Assignment:
Write out all the records exactly, and keep any images out.

[Records contained in a dataset]
◇ ◇ ◇ ◇

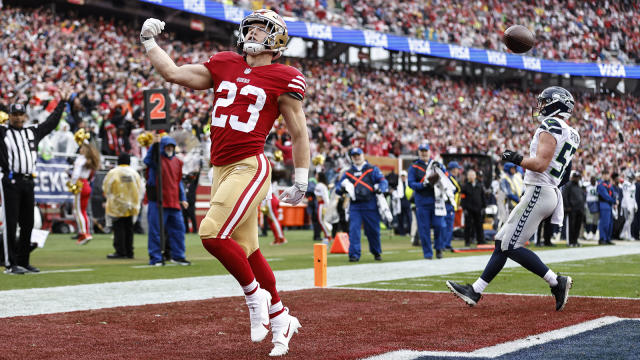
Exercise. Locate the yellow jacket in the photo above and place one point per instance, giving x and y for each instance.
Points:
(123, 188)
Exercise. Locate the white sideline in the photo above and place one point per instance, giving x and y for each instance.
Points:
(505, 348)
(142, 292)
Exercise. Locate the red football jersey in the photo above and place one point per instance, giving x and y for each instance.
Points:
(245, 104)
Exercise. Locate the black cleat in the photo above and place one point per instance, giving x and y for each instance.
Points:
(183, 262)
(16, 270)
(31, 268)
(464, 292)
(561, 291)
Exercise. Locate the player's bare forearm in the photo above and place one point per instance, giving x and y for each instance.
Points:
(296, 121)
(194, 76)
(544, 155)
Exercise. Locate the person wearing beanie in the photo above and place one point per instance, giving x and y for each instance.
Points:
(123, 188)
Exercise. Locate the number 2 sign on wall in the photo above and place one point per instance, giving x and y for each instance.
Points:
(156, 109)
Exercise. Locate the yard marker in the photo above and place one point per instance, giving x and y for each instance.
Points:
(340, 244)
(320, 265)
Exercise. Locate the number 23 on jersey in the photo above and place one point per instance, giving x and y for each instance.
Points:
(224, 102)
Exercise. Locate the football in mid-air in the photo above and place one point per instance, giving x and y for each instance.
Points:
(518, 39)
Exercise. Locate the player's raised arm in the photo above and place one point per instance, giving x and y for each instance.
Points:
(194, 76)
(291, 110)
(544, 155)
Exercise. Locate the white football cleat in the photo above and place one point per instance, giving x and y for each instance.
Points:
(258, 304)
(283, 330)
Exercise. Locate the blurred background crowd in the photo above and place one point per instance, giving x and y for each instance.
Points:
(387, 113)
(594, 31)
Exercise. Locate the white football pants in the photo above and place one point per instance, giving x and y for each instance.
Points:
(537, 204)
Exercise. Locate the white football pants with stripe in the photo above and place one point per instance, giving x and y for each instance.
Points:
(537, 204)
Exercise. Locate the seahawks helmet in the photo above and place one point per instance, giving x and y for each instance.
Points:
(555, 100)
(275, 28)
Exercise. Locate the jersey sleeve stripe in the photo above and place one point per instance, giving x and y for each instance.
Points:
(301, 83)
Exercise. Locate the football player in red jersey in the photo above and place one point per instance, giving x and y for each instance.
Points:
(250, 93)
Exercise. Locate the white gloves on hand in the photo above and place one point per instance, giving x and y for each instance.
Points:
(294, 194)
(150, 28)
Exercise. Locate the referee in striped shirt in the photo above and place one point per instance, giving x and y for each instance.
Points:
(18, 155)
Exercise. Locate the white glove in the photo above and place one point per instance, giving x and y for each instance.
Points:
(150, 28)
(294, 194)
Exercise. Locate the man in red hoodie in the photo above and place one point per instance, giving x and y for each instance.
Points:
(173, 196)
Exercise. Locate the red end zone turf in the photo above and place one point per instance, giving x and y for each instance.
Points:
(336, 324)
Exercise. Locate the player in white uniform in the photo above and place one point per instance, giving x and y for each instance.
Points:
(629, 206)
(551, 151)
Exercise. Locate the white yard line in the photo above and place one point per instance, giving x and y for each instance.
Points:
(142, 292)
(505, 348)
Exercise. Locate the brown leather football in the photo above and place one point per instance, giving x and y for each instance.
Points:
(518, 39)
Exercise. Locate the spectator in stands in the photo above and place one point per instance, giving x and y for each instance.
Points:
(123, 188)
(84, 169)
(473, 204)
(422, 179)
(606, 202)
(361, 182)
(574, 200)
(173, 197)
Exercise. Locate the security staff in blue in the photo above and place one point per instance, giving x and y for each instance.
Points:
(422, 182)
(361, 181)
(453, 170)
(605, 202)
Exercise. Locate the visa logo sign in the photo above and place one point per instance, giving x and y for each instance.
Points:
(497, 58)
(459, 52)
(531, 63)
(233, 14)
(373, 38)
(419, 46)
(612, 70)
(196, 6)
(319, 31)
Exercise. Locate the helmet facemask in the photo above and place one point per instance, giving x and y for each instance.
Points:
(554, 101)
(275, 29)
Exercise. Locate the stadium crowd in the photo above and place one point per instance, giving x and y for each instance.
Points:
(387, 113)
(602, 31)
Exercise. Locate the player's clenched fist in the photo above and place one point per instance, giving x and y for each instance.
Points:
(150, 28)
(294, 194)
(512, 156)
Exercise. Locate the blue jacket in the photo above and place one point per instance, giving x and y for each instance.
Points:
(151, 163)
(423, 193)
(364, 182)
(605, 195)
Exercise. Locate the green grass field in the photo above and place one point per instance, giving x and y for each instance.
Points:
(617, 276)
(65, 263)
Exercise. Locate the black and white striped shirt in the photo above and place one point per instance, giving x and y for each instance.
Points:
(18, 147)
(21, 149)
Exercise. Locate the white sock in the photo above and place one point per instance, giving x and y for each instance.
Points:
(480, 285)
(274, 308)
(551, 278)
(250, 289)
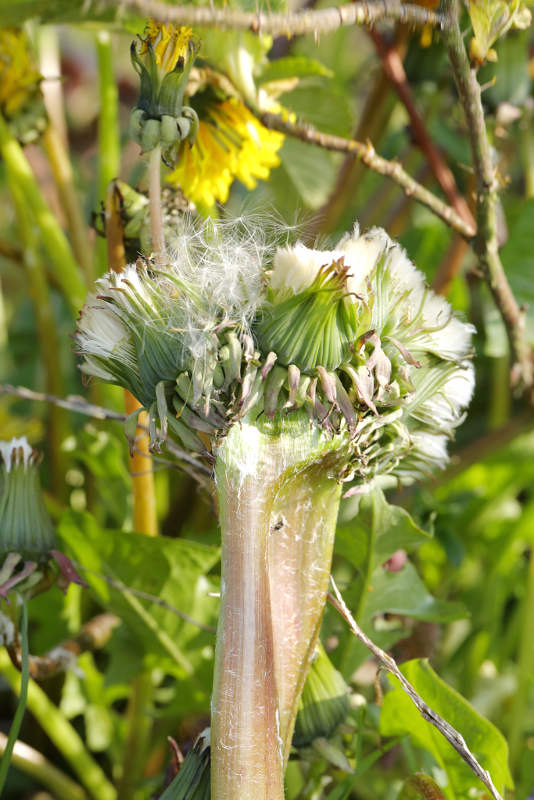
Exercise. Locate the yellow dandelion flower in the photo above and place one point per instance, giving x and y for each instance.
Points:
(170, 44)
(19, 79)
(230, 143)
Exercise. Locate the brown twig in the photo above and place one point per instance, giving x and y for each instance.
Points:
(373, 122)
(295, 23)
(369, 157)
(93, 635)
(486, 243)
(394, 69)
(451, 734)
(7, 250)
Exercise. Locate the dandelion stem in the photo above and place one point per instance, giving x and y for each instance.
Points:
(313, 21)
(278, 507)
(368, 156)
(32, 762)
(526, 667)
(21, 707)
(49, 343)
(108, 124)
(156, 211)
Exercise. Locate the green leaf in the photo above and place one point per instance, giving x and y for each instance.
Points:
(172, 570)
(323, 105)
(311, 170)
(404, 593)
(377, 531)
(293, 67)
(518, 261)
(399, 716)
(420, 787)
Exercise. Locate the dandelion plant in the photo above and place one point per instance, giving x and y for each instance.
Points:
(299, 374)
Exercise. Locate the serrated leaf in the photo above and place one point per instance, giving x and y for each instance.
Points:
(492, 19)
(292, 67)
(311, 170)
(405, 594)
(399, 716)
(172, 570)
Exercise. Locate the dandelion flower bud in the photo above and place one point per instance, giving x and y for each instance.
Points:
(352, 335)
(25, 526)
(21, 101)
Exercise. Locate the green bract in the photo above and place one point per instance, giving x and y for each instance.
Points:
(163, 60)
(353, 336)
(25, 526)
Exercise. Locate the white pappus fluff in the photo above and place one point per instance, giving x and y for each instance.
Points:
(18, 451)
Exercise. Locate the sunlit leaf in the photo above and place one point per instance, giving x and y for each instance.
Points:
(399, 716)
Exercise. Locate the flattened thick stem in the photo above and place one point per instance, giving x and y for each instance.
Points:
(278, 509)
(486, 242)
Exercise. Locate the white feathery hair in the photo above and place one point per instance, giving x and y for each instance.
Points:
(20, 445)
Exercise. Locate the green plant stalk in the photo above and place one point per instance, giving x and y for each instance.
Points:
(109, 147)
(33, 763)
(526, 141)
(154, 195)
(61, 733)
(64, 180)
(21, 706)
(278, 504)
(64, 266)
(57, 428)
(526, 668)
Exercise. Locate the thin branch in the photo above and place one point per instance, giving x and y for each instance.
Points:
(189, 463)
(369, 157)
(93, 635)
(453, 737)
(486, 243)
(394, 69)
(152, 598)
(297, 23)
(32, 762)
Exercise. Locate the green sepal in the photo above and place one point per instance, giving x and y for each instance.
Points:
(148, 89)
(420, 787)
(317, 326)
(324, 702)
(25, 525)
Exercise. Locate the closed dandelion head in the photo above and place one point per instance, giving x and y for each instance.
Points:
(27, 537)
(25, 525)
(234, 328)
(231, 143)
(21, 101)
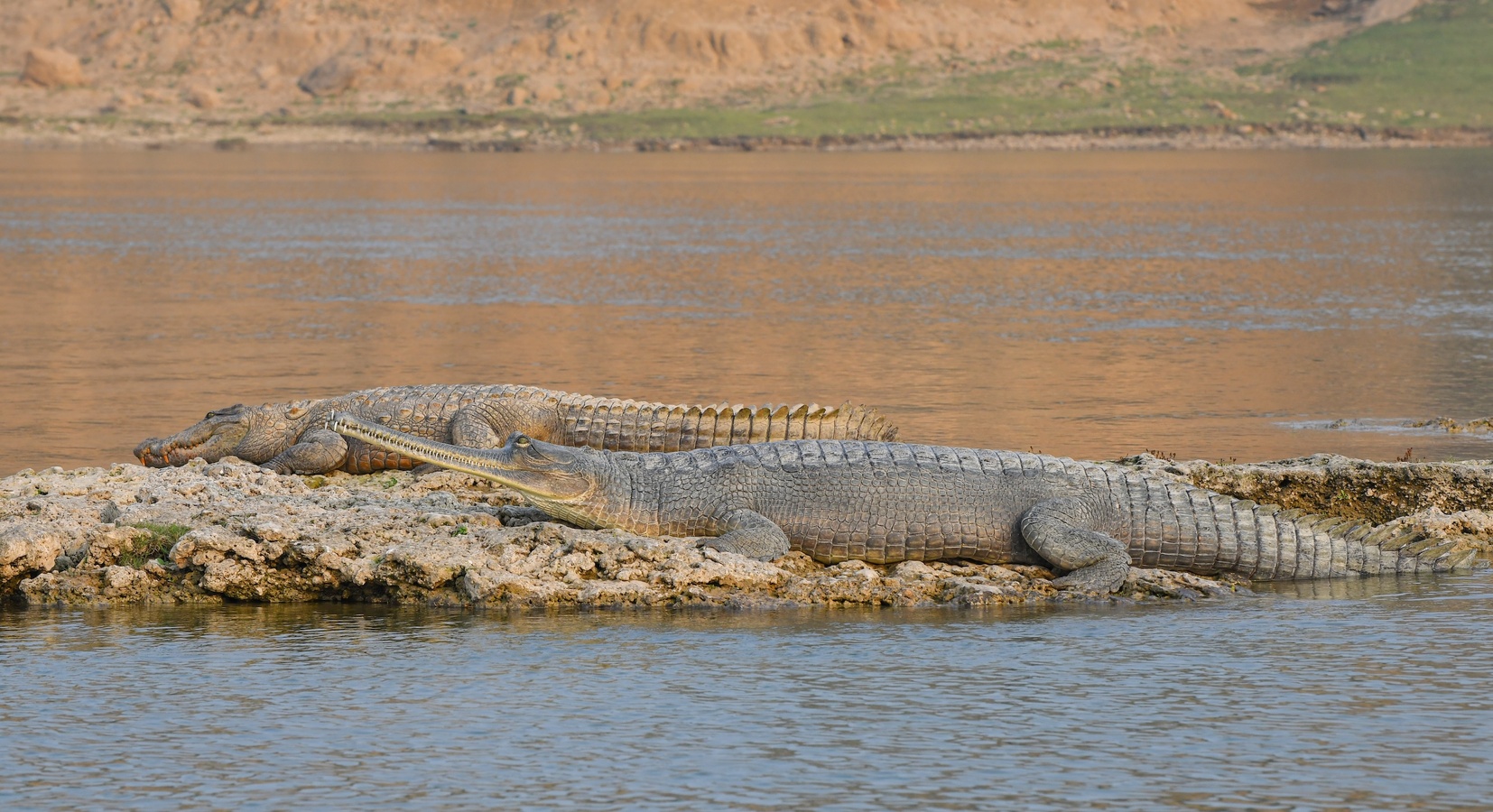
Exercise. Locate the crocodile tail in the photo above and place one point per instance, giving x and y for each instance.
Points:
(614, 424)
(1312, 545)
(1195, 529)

◇ ◇ ◇ ◇

Reply:
Exercise. Locate the yellow jacket in the photo above and place one point per instance, giving x and y for each instance.
Points:
(123, 188)
Exercise. Locate the white sideline in the photo above and place one point per instance, giving x and y for each instance.
Points:
(505, 348)
(142, 292)
Exercise. Locate the red football jersey in the photo above and place one point per instance, giving x and y for each instance.
Points:
(245, 104)
Exercise. Locate the black cleat in the photo above and place one point per instance, giving x and y for each instance.
Points:
(183, 262)
(16, 270)
(31, 268)
(464, 292)
(561, 291)
Exercise. Locate the player's bare forearm in the photo above and place one point per instance, giving x and y for each instance.
Points:
(296, 121)
(194, 76)
(544, 155)
Exercise. Locate the person wearing beanie in the photo above and place one point per instance, giving x and y for each instance.
Points:
(123, 188)
Exercise. Locate the number 2 sign on wall in the photo above and place one point per instance, giving x and y for each instance.
Points:
(156, 109)
Exercise. Locate the yard marker in the photo above and place one point per instance, giving x and y for each instance.
Points:
(340, 244)
(320, 265)
Exercise. Locate the number 23 on jersey in the photo above and place one point per instance, giving x and y for each instance.
Points:
(224, 102)
Exercise. Locate the football in mid-air in the photo above and place one point per instance, giving x and y for each instance.
Points:
(518, 39)
Exercise. Locate the player's raised arm in the photo above and place one point per instance, giving x and y for each instance.
Points:
(194, 76)
(291, 110)
(544, 155)
Exercise. Locate the white football cleat in the photo above and place one point per instance, giving x and y for each instance.
Points:
(258, 304)
(283, 330)
Exercise. Locate the blurred background crowd in the photo above and place one point per instance, giving x and y for each instance.
Points:
(387, 113)
(594, 31)
Exercise. Locate the white football pants in the photo above and place one point per instance, giving x and y for each instance.
Points:
(537, 204)
Exercise. Locate the white football pants with stripe in the photo above and place one point per instance, giving x and y for each instance.
Points:
(537, 204)
Exercise. Locate the seahawks helmet in the photo above and place one point per instance, giving x and y for each instance.
Points:
(555, 100)
(275, 28)
Exercise. Locate the jersey sleeve stripe in the photo above and place one point per instance, giving x and y for each instance.
Points:
(301, 83)
Exercise. Locate the football player in red jersey in the photo above and place one point per instance, giving x and y for each instance.
Points:
(250, 93)
Exercise. Locate the white gloves on hand in the photo above and place one point per instance, giving x and y for each instance.
Points:
(294, 194)
(150, 28)
Exercise. Locate the referee in striped shirt in the photo above and place one point per instance, giving x and y for each instance.
Points:
(18, 155)
Exercise. Locate the white glove in the photo above and place one point per instance, giving x and y for each instance.
Points:
(150, 28)
(294, 194)
Exercise. Locate the man in red hoodie in the photo above and place one point per instance, giving x and y for each instance.
Points:
(173, 196)
Exercise. Locate the red end zone turf in the photo above and place one point per instance, giving x and y for each instance.
Points:
(336, 324)
Exercise. Locate the player in white uniform in the photo above and place one point per instance, giving x and y for each instance.
Points:
(629, 206)
(551, 151)
Exercise. Locate the white yard line in the photo above and place one point per instance, giving x and y for each instance.
Points:
(142, 292)
(505, 348)
Exercise. Locate the brown leather football in the photo above and place one point per instance, giving x and y for each instance.
Points:
(518, 39)
Exercise. Locate the spectator in stands in the photo above and place one point per instance, giving x and y for each instance.
Points:
(123, 188)
(84, 169)
(473, 204)
(422, 179)
(606, 202)
(361, 182)
(574, 200)
(173, 197)
Exercise. Locate the security staff in blue in the photo above and place one point per instance, giving x and y for each instance.
Points:
(422, 182)
(361, 181)
(453, 170)
(605, 202)
Exercise. Locate the visa logo sign in the photo above and place one point per instance, giving x and y for each instance.
Points:
(497, 58)
(459, 52)
(531, 63)
(233, 14)
(373, 38)
(419, 46)
(612, 70)
(196, 6)
(319, 31)
Exercise. Locate the helmet facemask in the photo above and place one point per instance, giving x and y for each instance.
Points:
(554, 101)
(275, 29)
Exercise. Locate the stadium crowd in the photo above and place one point per instance, giving x and y for each instance.
Points:
(387, 113)
(602, 31)
Exercise. Locate the player's clenched fist in the photo above and place one point per instance, giving x and y for each instance.
Points:
(150, 28)
(294, 194)
(512, 156)
Exercise. Locate the blue jacket in the photo above and place one point per instance, giving x and y for each instance.
Points:
(151, 163)
(423, 193)
(364, 182)
(605, 195)
Exercise. Locate the green grass field in the photo above and place one point per instance, giving x and y for each instance.
Points:
(617, 276)
(65, 263)
Exercise. Locate the black and white striped shirt in the photo above and place one point per instance, giving x and y for each instance.
Points:
(18, 147)
(21, 149)
Exercise. Locate the white sock in the photo above and place one point per instance, giving x and y for each instance.
Points:
(480, 285)
(274, 308)
(551, 278)
(250, 289)
Exercise. Locate the yellow dandelion flower in the photo above and place one point per instance, giving x and y for each instance.
Points:
(170, 44)
(19, 79)
(230, 143)
Exercise. Locate the brown twig in the photo above and place one point per instance, giving x and y for each instance.
Points:
(373, 122)
(295, 23)
(369, 157)
(93, 635)
(486, 243)
(394, 69)
(451, 734)
(7, 250)
Exercise. Locate the dandelion stem in the photo above and place one point per instance, giving x and y for each instance.
Points:
(313, 21)
(278, 507)
(368, 156)
(32, 762)
(526, 667)
(21, 707)
(49, 343)
(108, 124)
(156, 211)
Exercise. Locate the green leaf in the photo above and place one point per instance, giving x and y for each instance.
Points:
(172, 570)
(323, 105)
(311, 170)
(404, 593)
(377, 531)
(293, 67)
(518, 261)
(399, 716)
(420, 787)
Exercise. Locate the dandelion plant in the photo above and place one point per instance, giving x and y for each instance.
Points:
(299, 374)
Exercise. Locate the serrated leaf in the photo above and place one point per instance, giving x and y for each instance.
Points:
(492, 19)
(292, 67)
(311, 170)
(405, 594)
(399, 716)
(172, 570)
Exercise. Locate the dandelion flower bud in the photo above and place one point per instance, giving x and y for each instance.
Points:
(352, 335)
(25, 526)
(21, 101)
Exercise. Locate the green bract in the photo above and place one point per instance, giving x and y for each instance.
Points:
(163, 60)
(353, 336)
(25, 526)
Exercise. Locate the white pappus fluff in the photo above and place one point per instance, giving x and y for each instance.
Points:
(18, 451)
Exercise. Locate the sunlit leaf in the photo above and place one point per instance, giving x and y for each instance.
Points:
(399, 716)
Exercise. Locate the flattened thick stem in the photo above and place one point per instance, giving x and y for each instance.
Points:
(278, 509)
(486, 242)
Exercise. Locate the white feathery hair in the photo above and place one point per instance, giving x and y for each instance.
Points:
(20, 445)
Exercise. Locate the green plant stalk in the photo above and place one point per instance, giving x and y for each instance.
Points:
(109, 147)
(33, 763)
(526, 141)
(154, 195)
(61, 733)
(64, 180)
(21, 706)
(278, 504)
(64, 266)
(57, 428)
(526, 668)
Exercise. Locate the thin branch in the photo above and place one point per instance, giving x and y for each instance.
Points:
(189, 463)
(369, 157)
(93, 635)
(453, 737)
(486, 243)
(394, 69)
(152, 598)
(297, 23)
(32, 762)
Exercise. Locate the green sepal in the photo above and place one point per instance, giving x and y for each instance.
Points:
(148, 89)
(420, 787)
(317, 326)
(324, 702)
(25, 525)
Exercise. Locate the closed dandelion head in the photo above and place one point per instance, giving x and y for each instance.
Points:
(27, 537)
(25, 525)
(234, 328)
(231, 143)
(21, 101)
Exercise. Locate the crocodile tail in the photo above and place one point per instance, giving x and y for each instance.
Points:
(614, 424)
(1312, 545)
(1195, 529)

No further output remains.